> _Instructions for the task_
Carry on the article about Scott Pendlebury from the point where it stops.
— start of Source document —
Within four years, Pendlebury won a Norm Smith Medal as a star midfielder and Thomas became one of the AFL’s best wingmen.
Malthouse is connected to the first player, and soon to be sixth player, to reach the 400-game milestone.
He played alongside Richmond’s Kevin Bartlett, and coached Pendlebury in 127 of his 400 matches.
“When you look at the 400-game players, Pendles is unique,” Malthouse said. “You look at Bartlett, (Michael) Tuck, (Dustin) Fletcher, (Brent) Harvey and (Shaun) Burgoyne and they have two things in common – they rarely got injured and they all had speed.
“Pendles has been injured, but nothing too bad, but he is not quick. But he is very quick of mind. He has not lost his ability (over the years) and he still pulls it (the game) back to his own speed.”
‘YOU WON’T FIND PENDLES PLAYING PING PONG’
Nathan Buckley reckons there is a reason why Scott Pendlebury has been elite at most of the endeavours he undertakes.
His former coach says with a smile: “Pendles doesn’t care for the things that he can’t win … he won’t engage in anything that he doesn’t have the upper hand in.
“That’s why you will never see him on a table tennis table. He is one of the worst table tennis players I have ever seen.”
Buckley said Pendlebury was good at most things he turned his hand to, but had little time for the pursuits that don’t float his boat.
“The only time I have seen him take a shortcut was when the boys would line up for some warm-up strides,” Buckley said. “He would always somehow find his way to start half a second before the whistle went off, and he would just keep going.
“Pendles was never the fastest. Try as he might, he never really picked up his 10 or 20m time … the way he was able to (keep) up with everyone was to start before they did. He did it mainly because he knew it would annoy the blokes around him.”
Buckley and Pendlebury formed a great coach and captain partnership across almost a decade. The admiration was mutual.
But when Buckley, the player, was asked in 2006 to describe Pendlebury in his debut year, he used one word: “aloof.”
“Alan Richardson was (Collingwood’s) head of development in 2006 and he went around looking for the leaders of the organisation asking them for a word to describe all the young blokes,” Buckley said.
“Mine for Pendles was aloof.”
He soon came to realise the kid from Sale was more observant than aloof.
“What I witnessed was a guy who was a bit stand-offish. He would always sit back and observe and it looked like he wasn’t super engaged,” Buckley said.
“But what soon became apparent was that he was analysing everyone and everything.
“The culture was still old school, so he probably didn’t waste his time in his early years listening to too many others … as they probably wouldn’t listen to him.”
Buckley said Pendlebury’s stubbornness and strong-will helped to make him the player and leader he ended up being.
“The thing you could say about Pendles, and probably all of the greats, is that they do it their own way,” he said. “There is a strength of character and a resolve, they believe in their methods and processes. They are unshakeable through the inevitable ups and downs.
“He went through a period there (in the mid to late 2010s) where he would just move his name tag at the start of the second quarter. He would want to give himself a little extra second-quarter break, to sit on the pine for the first rotation.
“It happened four or five weeks in a row and I would say to him: ‘Why don’t you share it with us, so at least we can plan around it rather than you just moving your name tag from the middle of the ground to the bench.”
— end of Source document —
— start of Provided material —
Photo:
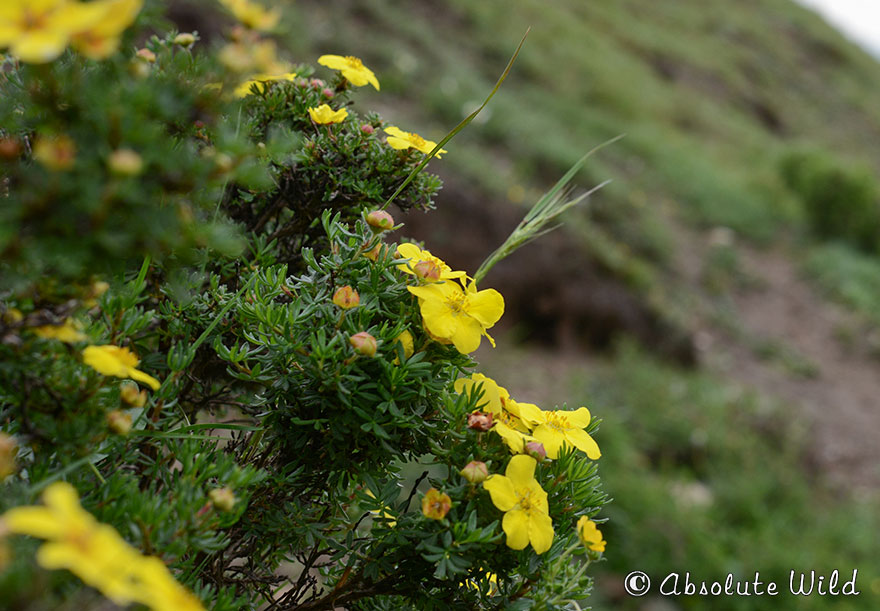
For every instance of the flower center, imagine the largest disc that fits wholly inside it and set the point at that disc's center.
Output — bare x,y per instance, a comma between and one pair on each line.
525,499
457,303
557,421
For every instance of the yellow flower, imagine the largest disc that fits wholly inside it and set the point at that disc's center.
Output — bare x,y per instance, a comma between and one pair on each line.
260,80
57,153
253,15
418,256
111,17
524,503
96,553
458,315
436,504
508,417
115,361
590,535
399,139
406,340
323,114
69,332
555,428
8,452
38,31
352,68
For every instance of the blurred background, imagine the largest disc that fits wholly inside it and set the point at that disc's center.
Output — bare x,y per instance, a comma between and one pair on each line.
717,304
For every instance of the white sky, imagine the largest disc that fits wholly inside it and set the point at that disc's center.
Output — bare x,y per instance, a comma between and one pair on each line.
858,19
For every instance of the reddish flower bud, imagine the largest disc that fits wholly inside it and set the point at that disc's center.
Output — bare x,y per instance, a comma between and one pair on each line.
380,220
10,148
536,450
479,421
346,298
363,343
436,504
222,498
146,55
428,271
475,471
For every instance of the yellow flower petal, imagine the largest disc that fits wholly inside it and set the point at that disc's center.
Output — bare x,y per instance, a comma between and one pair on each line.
324,115
551,439
521,470
501,491
34,521
352,68
579,418
540,531
516,527
486,306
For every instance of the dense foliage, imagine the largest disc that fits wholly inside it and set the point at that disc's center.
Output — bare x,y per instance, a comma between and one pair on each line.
211,224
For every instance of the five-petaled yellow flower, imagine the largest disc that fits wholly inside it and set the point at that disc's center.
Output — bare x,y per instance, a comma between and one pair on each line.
418,256
399,139
524,503
509,418
324,115
458,315
38,31
555,428
115,361
258,82
96,553
352,68
101,39
253,15
590,535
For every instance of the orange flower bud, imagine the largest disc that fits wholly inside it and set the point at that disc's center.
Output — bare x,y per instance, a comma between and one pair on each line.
184,39
363,343
479,421
346,298
125,162
380,220
119,422
436,504
56,153
536,450
427,270
146,55
223,498
475,471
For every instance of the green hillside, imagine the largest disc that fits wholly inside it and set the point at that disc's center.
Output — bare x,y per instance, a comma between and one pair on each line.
737,244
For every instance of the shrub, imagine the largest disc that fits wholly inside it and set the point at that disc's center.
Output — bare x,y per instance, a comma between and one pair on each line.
— end of Provided material —
> _Exercise result_
In a way, he’s still marching to his own beat.
Buckley had a chuckle last week when Pendlebury tried to crib a few extra minutes when the Magpies decided to sub him out at three-quarter-time against Richmond to ensure he was right for his 400th outing.
“In his 399th last week, when he was tapped on the shoulder and subbed out, he was still walking towards the centre bounce at the start of the last quarter,” Buckley said.
“He would have been thinking, ‘I want to play another five minutes’ … (before he was told) ‘We need you off now’.”
COLOURING BOOKS TO GRAND FINAL ’CONDUCTOR’
Craig McRae has seen two Scott Pendlebury versions – the fiercely driven, meticulous young gun who didn’t like to be distracted and the father equally driven but who now revels in having his kids close at hand.
The Collingwood coach doesn’t know what a young Pendles would have made of a teammate bringing his kid into team meetings a decade or more ago.
The man himself now does it weekly.
“What people don’t see (from the outside) is the family stuff,” McRae said.
“I didn’t see it last time I was here at Collingwood (as head of development, where he started in late 2010). I saw a really driven, somewhat selfish individual who was meticulous about ‘why I need to do this many reps’.
“Now I am seeing a player who knows everything he needs to prepare well and perform, but one who has a balance of family.
“It’s about his connection to his wife (Alex) and kids (son Jax and daughter Darcy).
“Pendles comes into the team meetings with his kid Jax … his boy is doing the colouring in as we are having the team meetings.”
It’s an image that takes place inside the AIA Centre most weeks and always brings a smile to McRae’s face.
The Magpies coach also recounted this week the eye contact he had with Pendlebury in the frantic final moments of last year’s grand final.
Brisbane’s Charlie Cameron had just goaled to put his team in front 18 minutes and 50 seconds into the final term. A seesawing game was going right to the wire.
McRae recalled: “As soon as Cameron kicked the goal, he (Pendlebury) was looking over at the bench and I’m looking back at him. I am pointing at the sign we had up at the time.”
Ten months on, the coach is reluctant to reveal what the sign meant. But he stressed it denoted “a method and a system that gets all the players and the team on the same page”.
Pendlebury was at the heart of the message.
McRae said: “He (Pendlebury) is the conductor of the orchestra. You go to the conductor to say ‘this is the song we are playing’ and he goes and executes it.
“If you go back and watch it, he is looking around, making sure everyone is organised and ready to go at the next bounce. That sort of thing filters through to the entire group.”
Young midfield star Nick Daicos was preparing to head out of the centre square before the next bounce, believing it was his turn to rotate out.
But the conductor in black and white never let it happen. Pendlebury shouted to Daicos above the roar of the crowd: “Mate, do you want to be a part of this?”
In one of the most famous passages of play in Collingwood’s history, Daicos stayed in the midfield for the bounce, released a nifty handball to Pendlebury who kicked into attack. The ball bobbled out to Daicos who handballed to Jordan De Goey who drilled a crucial goal.
“He helps set it up, he executes it and he looks back at me again,” McRae said of Pendlebury’s part in the Magpies’ symphony.
“I kept the same sign up. I said, ‘We are going again’. He (Pendlebury) questioned it, put his hands up and said: ‘Are you sure?’ I said: ‘Yeah, we’re going for it.”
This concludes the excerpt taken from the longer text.